▸ **Dataset**
::::::::

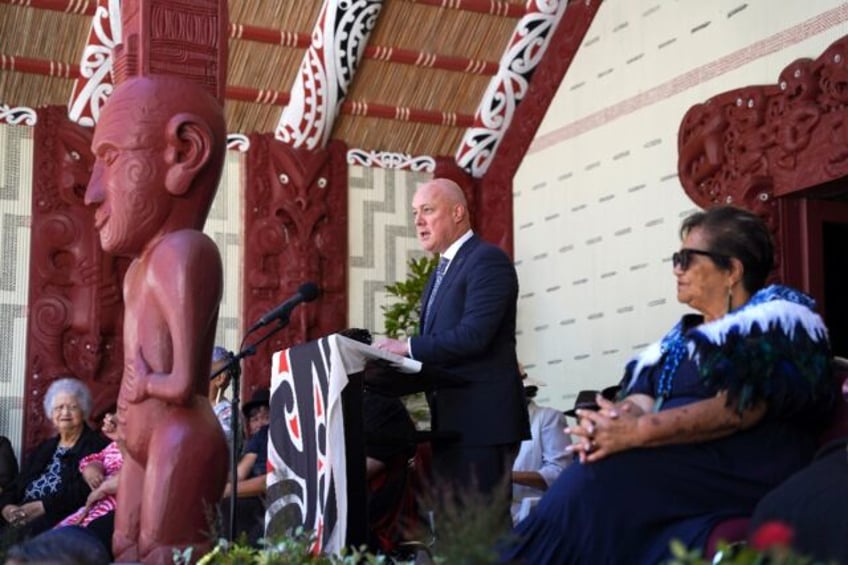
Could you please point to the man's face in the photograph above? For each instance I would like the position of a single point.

::::::::

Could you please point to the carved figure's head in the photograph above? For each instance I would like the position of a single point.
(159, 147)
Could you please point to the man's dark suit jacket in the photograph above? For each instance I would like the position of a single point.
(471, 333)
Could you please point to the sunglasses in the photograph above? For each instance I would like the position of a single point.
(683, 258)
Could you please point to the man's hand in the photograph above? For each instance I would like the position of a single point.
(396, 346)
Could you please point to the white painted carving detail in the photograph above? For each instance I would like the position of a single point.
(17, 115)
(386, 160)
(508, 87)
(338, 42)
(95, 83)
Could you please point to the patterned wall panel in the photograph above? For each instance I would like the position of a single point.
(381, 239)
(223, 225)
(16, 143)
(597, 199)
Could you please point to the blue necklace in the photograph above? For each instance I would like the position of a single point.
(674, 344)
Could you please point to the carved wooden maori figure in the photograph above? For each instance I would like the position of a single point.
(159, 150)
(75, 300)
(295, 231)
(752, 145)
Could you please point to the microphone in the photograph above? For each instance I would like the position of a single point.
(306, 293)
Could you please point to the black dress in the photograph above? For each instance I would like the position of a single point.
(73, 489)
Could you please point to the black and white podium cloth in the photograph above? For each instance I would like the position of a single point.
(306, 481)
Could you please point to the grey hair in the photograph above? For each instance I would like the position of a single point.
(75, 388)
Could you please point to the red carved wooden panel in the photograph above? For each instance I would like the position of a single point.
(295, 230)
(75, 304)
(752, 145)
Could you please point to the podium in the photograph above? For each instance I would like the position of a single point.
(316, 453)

::::::::

▸ **Instructions for the task**
State the number of lines in the records that contain the word "wooden". Give only the number.

▸ **Complete response**
2